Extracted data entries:
-- Start --
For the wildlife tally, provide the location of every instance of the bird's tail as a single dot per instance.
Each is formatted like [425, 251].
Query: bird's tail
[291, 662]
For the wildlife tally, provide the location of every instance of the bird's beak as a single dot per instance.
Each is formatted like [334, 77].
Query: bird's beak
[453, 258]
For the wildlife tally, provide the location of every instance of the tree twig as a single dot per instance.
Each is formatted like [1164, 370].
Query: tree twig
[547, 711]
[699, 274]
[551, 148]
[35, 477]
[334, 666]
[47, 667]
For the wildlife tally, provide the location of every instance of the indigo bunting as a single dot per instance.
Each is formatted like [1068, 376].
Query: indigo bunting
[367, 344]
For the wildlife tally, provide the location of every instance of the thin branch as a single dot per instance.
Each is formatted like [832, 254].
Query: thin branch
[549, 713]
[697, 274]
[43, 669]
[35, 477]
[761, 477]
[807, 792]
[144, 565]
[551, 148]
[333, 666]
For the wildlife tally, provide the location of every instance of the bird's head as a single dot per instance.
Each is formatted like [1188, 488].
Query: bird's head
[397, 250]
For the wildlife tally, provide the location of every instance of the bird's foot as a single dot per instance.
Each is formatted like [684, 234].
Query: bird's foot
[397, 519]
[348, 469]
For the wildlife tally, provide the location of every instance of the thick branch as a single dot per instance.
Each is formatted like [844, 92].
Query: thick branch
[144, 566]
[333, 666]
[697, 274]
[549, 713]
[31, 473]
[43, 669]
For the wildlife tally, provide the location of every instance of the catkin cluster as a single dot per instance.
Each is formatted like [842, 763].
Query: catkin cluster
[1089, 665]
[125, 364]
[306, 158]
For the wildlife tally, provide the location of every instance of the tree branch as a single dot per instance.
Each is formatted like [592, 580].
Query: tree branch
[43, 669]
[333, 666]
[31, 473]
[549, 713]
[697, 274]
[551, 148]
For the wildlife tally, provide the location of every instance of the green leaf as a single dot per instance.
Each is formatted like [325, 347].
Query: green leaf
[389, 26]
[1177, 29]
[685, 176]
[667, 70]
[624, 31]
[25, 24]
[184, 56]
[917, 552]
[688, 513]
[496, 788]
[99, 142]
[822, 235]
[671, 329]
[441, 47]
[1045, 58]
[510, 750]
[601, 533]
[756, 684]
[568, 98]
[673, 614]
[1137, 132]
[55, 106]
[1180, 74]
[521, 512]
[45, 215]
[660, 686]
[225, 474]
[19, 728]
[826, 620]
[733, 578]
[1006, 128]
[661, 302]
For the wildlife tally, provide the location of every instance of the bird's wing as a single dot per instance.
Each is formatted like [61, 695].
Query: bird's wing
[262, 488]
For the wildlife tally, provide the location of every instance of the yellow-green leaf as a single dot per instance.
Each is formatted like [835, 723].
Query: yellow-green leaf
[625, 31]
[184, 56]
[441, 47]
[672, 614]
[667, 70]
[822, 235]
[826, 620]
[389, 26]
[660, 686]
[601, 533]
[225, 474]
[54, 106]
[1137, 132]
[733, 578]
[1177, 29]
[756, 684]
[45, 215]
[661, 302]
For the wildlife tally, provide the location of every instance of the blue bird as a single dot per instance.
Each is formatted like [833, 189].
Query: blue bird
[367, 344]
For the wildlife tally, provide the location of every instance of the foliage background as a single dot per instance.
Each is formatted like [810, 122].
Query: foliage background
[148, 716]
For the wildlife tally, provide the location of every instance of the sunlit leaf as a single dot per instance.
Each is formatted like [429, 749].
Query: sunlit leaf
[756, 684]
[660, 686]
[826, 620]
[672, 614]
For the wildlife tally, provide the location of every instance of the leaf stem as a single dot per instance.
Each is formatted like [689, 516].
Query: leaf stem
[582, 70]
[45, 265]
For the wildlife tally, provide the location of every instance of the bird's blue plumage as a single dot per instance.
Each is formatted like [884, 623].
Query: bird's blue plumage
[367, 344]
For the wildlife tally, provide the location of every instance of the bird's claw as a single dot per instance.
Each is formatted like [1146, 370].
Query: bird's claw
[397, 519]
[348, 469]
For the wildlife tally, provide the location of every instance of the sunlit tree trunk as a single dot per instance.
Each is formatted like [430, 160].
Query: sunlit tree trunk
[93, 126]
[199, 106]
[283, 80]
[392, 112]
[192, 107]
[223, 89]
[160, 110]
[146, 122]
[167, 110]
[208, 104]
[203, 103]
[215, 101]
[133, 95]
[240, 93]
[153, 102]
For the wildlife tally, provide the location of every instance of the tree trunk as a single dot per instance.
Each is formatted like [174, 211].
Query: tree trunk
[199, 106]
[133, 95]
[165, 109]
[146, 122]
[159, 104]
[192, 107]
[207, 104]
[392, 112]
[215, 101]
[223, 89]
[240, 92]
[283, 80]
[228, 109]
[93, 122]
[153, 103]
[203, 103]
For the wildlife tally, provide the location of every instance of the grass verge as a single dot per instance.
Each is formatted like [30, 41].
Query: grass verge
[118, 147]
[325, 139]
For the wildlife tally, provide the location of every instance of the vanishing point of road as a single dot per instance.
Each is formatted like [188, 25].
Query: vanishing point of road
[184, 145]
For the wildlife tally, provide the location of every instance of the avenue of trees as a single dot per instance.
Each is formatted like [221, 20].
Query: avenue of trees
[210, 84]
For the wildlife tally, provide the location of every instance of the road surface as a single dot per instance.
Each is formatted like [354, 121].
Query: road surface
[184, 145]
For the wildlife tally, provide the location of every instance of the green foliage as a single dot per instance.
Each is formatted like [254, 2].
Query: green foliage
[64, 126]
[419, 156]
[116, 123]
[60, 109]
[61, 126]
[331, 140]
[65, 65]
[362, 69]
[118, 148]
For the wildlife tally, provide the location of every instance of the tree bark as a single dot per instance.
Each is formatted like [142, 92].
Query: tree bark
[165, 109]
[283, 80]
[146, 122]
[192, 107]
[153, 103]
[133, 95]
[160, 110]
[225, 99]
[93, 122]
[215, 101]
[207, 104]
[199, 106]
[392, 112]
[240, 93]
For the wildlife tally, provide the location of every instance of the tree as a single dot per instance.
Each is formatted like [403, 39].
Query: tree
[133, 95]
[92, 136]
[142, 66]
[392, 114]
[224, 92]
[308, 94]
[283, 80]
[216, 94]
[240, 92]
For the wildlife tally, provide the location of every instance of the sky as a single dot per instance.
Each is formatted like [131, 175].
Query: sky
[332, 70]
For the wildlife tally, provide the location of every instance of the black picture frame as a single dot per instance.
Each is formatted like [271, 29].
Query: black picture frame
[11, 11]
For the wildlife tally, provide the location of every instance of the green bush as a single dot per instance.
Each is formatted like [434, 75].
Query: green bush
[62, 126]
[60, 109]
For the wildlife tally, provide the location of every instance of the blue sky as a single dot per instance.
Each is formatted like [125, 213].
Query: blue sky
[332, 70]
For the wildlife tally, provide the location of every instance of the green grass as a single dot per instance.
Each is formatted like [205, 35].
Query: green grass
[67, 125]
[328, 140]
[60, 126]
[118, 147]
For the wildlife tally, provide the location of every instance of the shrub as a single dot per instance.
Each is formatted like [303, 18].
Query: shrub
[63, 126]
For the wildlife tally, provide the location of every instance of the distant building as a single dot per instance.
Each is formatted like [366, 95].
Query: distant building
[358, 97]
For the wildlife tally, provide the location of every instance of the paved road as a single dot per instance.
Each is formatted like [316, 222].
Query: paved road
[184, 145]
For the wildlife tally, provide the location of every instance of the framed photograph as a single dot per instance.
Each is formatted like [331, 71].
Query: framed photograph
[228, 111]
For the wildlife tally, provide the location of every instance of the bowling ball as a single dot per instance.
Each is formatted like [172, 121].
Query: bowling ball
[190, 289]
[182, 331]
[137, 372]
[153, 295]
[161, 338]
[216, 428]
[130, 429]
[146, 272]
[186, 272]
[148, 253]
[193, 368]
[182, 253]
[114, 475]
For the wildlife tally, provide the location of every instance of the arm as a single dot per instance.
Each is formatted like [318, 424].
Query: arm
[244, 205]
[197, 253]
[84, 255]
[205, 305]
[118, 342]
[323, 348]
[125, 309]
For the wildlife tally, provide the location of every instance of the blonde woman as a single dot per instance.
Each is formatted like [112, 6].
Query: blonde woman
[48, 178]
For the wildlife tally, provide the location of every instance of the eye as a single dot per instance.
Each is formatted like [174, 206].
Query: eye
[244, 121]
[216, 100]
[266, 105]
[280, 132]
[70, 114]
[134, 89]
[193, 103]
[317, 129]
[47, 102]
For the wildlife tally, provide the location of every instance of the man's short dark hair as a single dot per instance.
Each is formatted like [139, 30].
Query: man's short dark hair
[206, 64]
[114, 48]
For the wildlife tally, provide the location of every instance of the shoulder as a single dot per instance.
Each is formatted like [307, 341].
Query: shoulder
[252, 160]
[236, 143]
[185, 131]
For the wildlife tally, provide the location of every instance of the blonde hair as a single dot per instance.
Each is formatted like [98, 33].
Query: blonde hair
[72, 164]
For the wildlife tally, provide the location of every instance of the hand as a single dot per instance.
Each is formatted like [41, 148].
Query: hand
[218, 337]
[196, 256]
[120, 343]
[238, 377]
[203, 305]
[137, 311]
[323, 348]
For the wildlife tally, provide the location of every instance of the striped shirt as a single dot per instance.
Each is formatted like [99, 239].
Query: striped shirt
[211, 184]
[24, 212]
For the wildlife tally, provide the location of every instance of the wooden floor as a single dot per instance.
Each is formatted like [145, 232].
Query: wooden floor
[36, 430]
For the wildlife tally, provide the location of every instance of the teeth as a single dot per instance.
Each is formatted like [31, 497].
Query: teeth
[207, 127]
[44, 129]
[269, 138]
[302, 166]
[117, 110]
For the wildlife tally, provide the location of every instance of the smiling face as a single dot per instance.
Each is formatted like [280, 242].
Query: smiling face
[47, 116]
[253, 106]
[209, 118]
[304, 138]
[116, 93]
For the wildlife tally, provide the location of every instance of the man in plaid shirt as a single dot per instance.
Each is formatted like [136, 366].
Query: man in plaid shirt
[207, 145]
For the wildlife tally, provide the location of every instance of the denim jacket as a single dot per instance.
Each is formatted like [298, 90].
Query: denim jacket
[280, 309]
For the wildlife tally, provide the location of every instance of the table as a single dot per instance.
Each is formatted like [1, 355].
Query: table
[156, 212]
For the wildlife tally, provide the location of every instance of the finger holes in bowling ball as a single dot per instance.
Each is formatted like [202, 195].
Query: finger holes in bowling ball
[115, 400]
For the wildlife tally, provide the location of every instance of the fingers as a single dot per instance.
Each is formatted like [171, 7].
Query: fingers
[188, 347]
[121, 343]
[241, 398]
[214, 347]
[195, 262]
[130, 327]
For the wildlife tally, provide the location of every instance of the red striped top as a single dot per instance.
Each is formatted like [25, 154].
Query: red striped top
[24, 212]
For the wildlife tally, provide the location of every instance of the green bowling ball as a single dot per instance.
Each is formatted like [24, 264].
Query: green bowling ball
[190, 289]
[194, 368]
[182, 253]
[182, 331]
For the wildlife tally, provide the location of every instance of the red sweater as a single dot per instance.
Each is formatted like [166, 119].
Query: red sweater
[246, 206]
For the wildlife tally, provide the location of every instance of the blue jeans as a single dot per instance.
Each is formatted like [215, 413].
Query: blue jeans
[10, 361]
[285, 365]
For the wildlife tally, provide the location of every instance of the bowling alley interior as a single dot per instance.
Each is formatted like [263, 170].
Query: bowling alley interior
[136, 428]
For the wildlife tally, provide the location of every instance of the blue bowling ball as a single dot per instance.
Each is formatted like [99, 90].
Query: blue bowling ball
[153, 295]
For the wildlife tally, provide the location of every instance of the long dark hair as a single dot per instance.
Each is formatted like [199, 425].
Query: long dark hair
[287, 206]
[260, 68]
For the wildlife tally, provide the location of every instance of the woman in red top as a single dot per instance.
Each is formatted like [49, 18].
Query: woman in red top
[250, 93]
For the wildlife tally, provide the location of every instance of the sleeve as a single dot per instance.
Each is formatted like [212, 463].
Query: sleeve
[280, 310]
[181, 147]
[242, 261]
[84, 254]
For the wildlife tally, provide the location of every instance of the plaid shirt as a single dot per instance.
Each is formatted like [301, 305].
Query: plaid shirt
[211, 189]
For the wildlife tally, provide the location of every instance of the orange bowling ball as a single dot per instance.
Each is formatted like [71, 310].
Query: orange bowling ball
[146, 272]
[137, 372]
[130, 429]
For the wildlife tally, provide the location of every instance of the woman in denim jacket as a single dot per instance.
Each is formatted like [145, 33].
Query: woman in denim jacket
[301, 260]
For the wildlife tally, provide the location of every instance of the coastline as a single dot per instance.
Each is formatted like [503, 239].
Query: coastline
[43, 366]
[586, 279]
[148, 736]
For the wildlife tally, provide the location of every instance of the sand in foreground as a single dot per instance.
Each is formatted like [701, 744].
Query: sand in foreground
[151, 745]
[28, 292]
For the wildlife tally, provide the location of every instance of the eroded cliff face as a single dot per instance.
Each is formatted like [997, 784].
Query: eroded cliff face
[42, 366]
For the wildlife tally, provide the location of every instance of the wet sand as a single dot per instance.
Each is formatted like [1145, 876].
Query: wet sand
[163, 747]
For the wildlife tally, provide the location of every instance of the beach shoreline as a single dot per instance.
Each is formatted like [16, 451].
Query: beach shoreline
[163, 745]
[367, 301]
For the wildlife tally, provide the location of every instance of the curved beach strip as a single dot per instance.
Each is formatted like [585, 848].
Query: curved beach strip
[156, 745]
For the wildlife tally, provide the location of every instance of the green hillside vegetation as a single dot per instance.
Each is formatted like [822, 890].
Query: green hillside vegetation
-- End --
Your task is to transcribe the line containing "the woman in denim" and every line after it, through the last line of the data, exactly as written and with nothing more.

For the wildlife tally, provide the location of every instance of the woman in denim jacket as a single dot per instance.
Each is formatted like [145, 33].
Query: woman in denim jacket
[301, 260]
For the wildlife tally, provide the location of every instance of the coastline as a single dot per instance.
Each is formatted like [503, 239].
Query: coastline
[43, 366]
[586, 279]
[148, 736]
For the wildlife tally, provide the location of every instance of the sand in foreground as a single dot per instance.
Each is formatted like [701, 744].
Query: sand in foreground
[151, 745]
[28, 292]
For the wildlife tally, provide the location of every instance of the eroded cliff face as a single dot per instance.
Each is formatted like [997, 784].
Query: eroded cliff face
[42, 366]
For the wildlife tally, provide the location of every instance of the wet sand as a single dot per instance.
Each is formatted like [1145, 876].
Query: wet sand
[163, 747]
For the wildlife tally, provide the location of every instance of the beach shoreline as a single dot per instance.
Each is formatted like [16, 451].
Query: beach shoreline
[163, 745]
[367, 301]
For the wildlife tally, provide the location of every instance of the curved beach strip as a single dot per instance.
Each is formatted like [585, 848].
Query: curved beach strip
[156, 745]
For the wildlife tally, provide the location of every instance of the green hillside vegetation as a single dot per instance.
Each is formatted like [822, 890].
Query: green hillside vegetation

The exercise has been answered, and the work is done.